== Segment start ==
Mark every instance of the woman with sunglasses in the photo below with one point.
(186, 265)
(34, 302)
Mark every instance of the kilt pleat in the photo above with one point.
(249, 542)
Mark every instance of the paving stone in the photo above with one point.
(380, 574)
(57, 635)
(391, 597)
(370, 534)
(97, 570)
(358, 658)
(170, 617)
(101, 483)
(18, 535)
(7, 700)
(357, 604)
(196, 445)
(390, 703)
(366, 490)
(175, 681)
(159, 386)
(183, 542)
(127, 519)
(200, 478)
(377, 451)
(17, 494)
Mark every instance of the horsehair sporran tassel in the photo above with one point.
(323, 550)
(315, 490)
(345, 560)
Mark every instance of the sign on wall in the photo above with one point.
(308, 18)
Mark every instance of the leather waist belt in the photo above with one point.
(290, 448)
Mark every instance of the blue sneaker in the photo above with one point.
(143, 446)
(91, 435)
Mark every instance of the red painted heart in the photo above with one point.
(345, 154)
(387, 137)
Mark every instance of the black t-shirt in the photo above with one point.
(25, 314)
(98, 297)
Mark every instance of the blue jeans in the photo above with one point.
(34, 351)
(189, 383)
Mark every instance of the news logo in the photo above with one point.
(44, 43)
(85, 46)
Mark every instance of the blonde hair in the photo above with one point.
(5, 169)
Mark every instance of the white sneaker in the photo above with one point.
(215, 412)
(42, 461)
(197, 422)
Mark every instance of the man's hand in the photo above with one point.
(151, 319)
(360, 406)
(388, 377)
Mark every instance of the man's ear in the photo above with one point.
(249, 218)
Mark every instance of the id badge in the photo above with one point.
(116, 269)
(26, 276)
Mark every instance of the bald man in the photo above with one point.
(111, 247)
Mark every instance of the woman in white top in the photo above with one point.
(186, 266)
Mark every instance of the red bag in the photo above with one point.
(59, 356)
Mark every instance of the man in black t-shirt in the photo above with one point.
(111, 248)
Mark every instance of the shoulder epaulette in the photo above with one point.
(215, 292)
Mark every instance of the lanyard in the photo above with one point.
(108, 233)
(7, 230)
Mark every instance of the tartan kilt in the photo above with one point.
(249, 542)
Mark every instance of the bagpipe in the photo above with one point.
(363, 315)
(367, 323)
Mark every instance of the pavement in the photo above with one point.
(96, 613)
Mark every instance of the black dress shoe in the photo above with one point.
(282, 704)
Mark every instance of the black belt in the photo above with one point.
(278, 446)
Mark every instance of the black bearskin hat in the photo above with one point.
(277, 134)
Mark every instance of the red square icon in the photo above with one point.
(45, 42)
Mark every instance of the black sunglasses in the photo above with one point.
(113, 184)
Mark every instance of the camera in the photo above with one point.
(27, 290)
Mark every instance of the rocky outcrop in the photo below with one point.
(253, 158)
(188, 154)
== Segment end ==
From the preceding material, extract every line exactly.

Mark every instance of the woman with sunglasses in the photo below with one point.
(186, 265)
(34, 302)
Mark every instance of the kilt pleat in the photo above with one point.
(249, 542)
Mark every instance of the paving stone in the photo above with one point.
(380, 574)
(57, 635)
(391, 597)
(370, 534)
(97, 570)
(358, 658)
(170, 617)
(101, 483)
(18, 535)
(7, 700)
(357, 604)
(196, 445)
(390, 703)
(366, 490)
(175, 681)
(159, 386)
(183, 542)
(127, 519)
(200, 478)
(377, 451)
(17, 494)
Mark every instance of the horsehair sporran tassel in the photo above with one point.
(323, 550)
(315, 490)
(345, 560)
Mark every instance of the sign on wall in the photo above with one point.
(308, 18)
Mark every instance of the leather waist belt in the photo above with one point.
(290, 448)
Mark every instance of the blue sneaker in the photo above with one point.
(143, 446)
(91, 435)
Mark every instance of the red painted heart in the photo above with one point.
(345, 154)
(387, 137)
Mark every instance of the black t-shirt in the photo above with one point.
(25, 314)
(98, 297)
Mark every instance of the blue jeans in the photo above with one point.
(34, 351)
(189, 383)
Mark every instance of the news logo in the photo above with one point.
(44, 43)
(85, 46)
Mark every instance of the blonde hair in the photo above with one point.
(5, 169)
Mark every instance of the white sneaker in the photo above with one point.
(215, 412)
(42, 461)
(197, 422)
Mark every instance of the man's hand in the photo above with one point.
(151, 319)
(360, 406)
(388, 377)
Mark every instance of the man's ear in the photo above with one point.
(249, 218)
Mark every instance of the id badge in the photo above with one point.
(116, 269)
(26, 276)
Mark every instance of the bald man in the photo above with one point.
(111, 247)
Mark every instance of the woman in white top in the photo above with one point.
(186, 266)
Mark every instance of the red bag in the photo above with one point.
(59, 356)
Mark every instance of the man in black t-shirt in the photo above with one point.
(111, 248)
Mark every instance of the shoulder epaulette in the photo above with one point.
(215, 292)
Mark every instance of the lanyard in the photo above with one point.
(108, 233)
(7, 230)
Mark every instance of the tartan kilt in the photo above with one point.
(249, 542)
Mark every instance of the bagpipe in the photo above with one point.
(363, 315)
(367, 323)
Mark every instance of the pavement in the photo above with one point.
(96, 613)
Mark every instance of the black dress shoe in the photo above with one point.
(282, 704)
Mark every instance of the black belt in the photo above with one point.
(278, 446)
Mark every instance of the black bearskin hat in the photo above with one point.
(277, 134)
Mark every instance of the red square icon in the photo above with one point.
(45, 42)
Mark every instance of the black sunglasses in the photo above with one point.
(113, 184)
Mark every instance of the camera in the photo above with one point.
(27, 290)
Mark every instance of the rocky outcrop in the photo below with one point.
(253, 158)
(188, 154)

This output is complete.